* **Job A**:
Revise the commentary on jihadi targeting, covering everything from "Now the interview" down to "to its army.", and swap "interview" for "conversation".

* **Source excerpt**:
Hitting Indian targets to hurt American strength

Washington and New Delhi must understand how the jihadis have drawn their battle lines

The first message, mainly for those in the Obama administration who use catchy phrases like ‘offshore strategy’ and ‘light footprint counter-terrorism’, is that with drone attacks, you can never really be sure whether the target was taken out. Baitullah Mehsud is probably dead. Rashid Rauf less so. Mohammed Ilyas Kashmiri is probably alive. Because he’s giving interviews to the intrepid Syed Saleem Shehzad. Drones might be generally successful, but even with greatly improved technology, a strategy that solely relies on them is unlikely to do anything more than drive the terrorist trade, well, underground.

Now the interview itself. It is evident that Mr Kashmiri used the occasion to do more than signal his continued live existence. It is also evident that he is batting for the Pakistani military-jihadi complex (even as he is battling it, but this is a familiar Pakistani paradox). He denies that he was once a member of the Pakistan army’s Special Services Group (SSG), takes the party line on Indian consulates in Afghanistan and professes loyalty to Pakistan’s interests and even to its army.

Entries drawn from a collection:
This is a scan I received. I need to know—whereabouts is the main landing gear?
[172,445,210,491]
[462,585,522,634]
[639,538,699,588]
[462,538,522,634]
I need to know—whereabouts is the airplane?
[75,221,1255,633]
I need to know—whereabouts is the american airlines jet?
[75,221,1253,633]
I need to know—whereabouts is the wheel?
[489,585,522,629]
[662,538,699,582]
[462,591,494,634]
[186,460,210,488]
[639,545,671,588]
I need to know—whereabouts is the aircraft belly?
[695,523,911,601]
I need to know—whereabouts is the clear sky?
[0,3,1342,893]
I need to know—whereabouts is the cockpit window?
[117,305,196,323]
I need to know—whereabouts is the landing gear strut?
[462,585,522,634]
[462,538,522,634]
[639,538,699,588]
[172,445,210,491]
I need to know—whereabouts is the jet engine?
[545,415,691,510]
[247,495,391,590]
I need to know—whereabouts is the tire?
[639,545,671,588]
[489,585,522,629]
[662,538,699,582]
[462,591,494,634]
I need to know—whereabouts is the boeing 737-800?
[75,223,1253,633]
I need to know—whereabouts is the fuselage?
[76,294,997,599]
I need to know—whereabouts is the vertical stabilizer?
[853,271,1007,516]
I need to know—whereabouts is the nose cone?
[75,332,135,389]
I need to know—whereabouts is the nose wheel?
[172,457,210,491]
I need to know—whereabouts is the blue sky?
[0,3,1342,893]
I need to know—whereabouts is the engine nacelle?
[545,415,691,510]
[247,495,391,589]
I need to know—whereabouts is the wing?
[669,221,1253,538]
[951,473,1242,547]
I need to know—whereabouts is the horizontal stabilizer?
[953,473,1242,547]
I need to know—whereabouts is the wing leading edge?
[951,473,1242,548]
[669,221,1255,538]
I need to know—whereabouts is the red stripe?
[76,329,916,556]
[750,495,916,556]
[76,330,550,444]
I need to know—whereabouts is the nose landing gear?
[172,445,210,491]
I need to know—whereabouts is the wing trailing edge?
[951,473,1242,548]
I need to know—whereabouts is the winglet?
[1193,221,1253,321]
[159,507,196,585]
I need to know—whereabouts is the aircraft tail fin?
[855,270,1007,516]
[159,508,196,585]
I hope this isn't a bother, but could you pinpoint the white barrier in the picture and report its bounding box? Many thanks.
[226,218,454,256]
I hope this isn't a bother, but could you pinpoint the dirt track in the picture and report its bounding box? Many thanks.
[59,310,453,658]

* **Job B**:
Copy out, word for word, everything in the records from the line containing "pinpoint the white" down to the last line of the records.

* **Reply A**:
Now the conversation itself. It is evident that Mr Kashmiri used the occasion to do more than signal his continued live existence. It is also evident that he is batting for the Pakistani military-jihadi complex (even as he is battling it, but this is a familiar Pakistani paradox). He denies that he was once a member of the Pakistan army’s Special Services Group (SSG), takes the party line on Indian consulates in Afghanistan and professes loyalty to Pakistan’s interests and even to its army.

* **Reply B**:
I hope this isn't a bother, but could you pinpoint the white barrier in the picture and report its bounding box? Many thanks.
[226,218,454,256]
I hope this isn't a bother, but could you pinpoint the dirt track in the picture and report its bounding box? Many thanks.
[59,310,453,658]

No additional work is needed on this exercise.